*Tasks*.
• A. Answer these questions from the Orchard Road REIT note, one line per answer, labeled (i), (ii), (iii) like the questions:
(i) Which REIT does DBS Group Research keep as its top pick for an Orchard Road recovery play?
(ii) Which four retail segments does the research team say have greater upside potential?
(iii) Of Starhill Global Reit and SPH Reit, which one does DBS prefer?
• B. Extend the Orchard Road REIT note by writing what comes after its last sentence.

*Exercise passage*.
Brokers' take: Lendlease Global Reit a top Orchard Road recovery play for DBS

https://www.businesstimes.com.sg/co...reit-a-top-orchard-road-recovery-play-for-dbs

DBS Group Research on Thursday maintained Lendlease Global Commercial Reit (Lendlease Global Reit) as its top pick for an Orchard Road recovery play due to attractive risk-to-reward perspective.

The research team believes Lendlease Global Reit is "best leveraged" to deliver stronger metrics given its higher concentration in retail segments with greater upside potential. These segments are food and beverage, luxury, health and beauty, and IT and electronics.

Between Starhill Global Reit and SPH Reit, DBS prefers the former due to its discounted valuation and higher-income visibility from master and anchor leases.

*Supplied data*.
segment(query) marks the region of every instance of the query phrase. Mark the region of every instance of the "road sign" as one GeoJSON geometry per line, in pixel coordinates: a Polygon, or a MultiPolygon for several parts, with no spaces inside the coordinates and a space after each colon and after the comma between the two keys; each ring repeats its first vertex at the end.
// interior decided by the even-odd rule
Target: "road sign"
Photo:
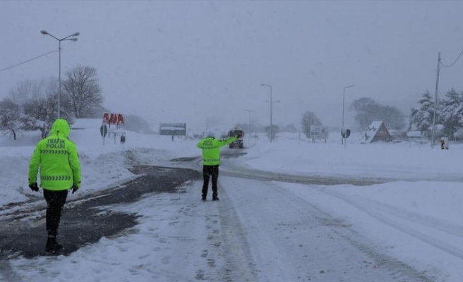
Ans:
{"type": "Polygon", "coordinates": [[[103,137],[106,137],[106,135],[108,134],[108,127],[106,126],[106,124],[102,125],[100,128],[100,133],[103,137]]]}

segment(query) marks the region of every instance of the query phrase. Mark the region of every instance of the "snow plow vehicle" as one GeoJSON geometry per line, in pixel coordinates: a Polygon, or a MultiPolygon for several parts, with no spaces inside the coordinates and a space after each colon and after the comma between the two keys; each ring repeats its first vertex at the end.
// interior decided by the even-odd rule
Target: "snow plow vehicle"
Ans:
{"type": "Polygon", "coordinates": [[[244,137],[244,131],[240,128],[234,128],[228,132],[229,137],[236,136],[236,140],[229,145],[230,148],[239,147],[242,149],[243,145],[243,137],[244,137]]]}

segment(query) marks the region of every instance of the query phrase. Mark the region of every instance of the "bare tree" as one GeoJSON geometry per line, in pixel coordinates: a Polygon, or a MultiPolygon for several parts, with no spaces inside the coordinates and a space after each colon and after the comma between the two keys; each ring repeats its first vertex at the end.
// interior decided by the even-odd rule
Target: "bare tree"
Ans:
{"type": "Polygon", "coordinates": [[[321,125],[322,122],[313,111],[307,111],[302,115],[301,126],[302,127],[302,132],[303,132],[307,138],[311,135],[311,125],[321,125]]]}
{"type": "Polygon", "coordinates": [[[44,79],[41,80],[21,80],[15,87],[10,89],[10,99],[16,104],[22,106],[25,103],[36,99],[38,97],[43,96],[44,87],[46,87],[46,85],[48,83],[54,80],[56,81],[56,85],[57,87],[58,80],[54,78],[50,78],[49,82],[44,79]]]}
{"type": "Polygon", "coordinates": [[[76,118],[90,116],[103,102],[97,70],[78,66],[66,73],[63,82],[63,104],[72,109],[76,118]]]}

*Results*.
• A.
(i) Lendlease Global Commercial Reit (Lendlease Global Reit)
(ii) Food and beverage, luxury, health and beauty, and IT and electronics
(iii) Starhill Global Reit

• B.
Starhill Global Reit's valuation - which appears to be low - is justified by a shorter lease term remaining of about 45 years compared with the 84 to 91-year range for its peers, DBS said.

On the same note, recovery is priced in at about S$4,450 price per square foot for SPH Reit's Paragon mall. The research team also noted potential downside earnings from the potential non-renewal at the Metro department store in the coming few years.

DBS said its valuations for Orchard Road mall Reits "remain undemanding" and at a discount to sector average at 0.97 times price to net asset value. All three Orchard Road plays are trading at a current 30-80 basis point yield premium to the sector average of 5.8 per cent.

The research team has also noted that Orchard Road malls' shopper traffic and tenant sales lag the broader retail index, where sales have narrowed to pre-Covid-19 levels in December 2020.

"However, we believe that the trend will narrow, driven by various festivities in Q1 2021," DBS said.

It has a "buy" call for Lendlease Global Reit with a target price of S$0.90. The research team also has "hold" calls for both Starhill Global Reit and SPH Reit, with target prices of S$0.55 and S$0.80 respectively.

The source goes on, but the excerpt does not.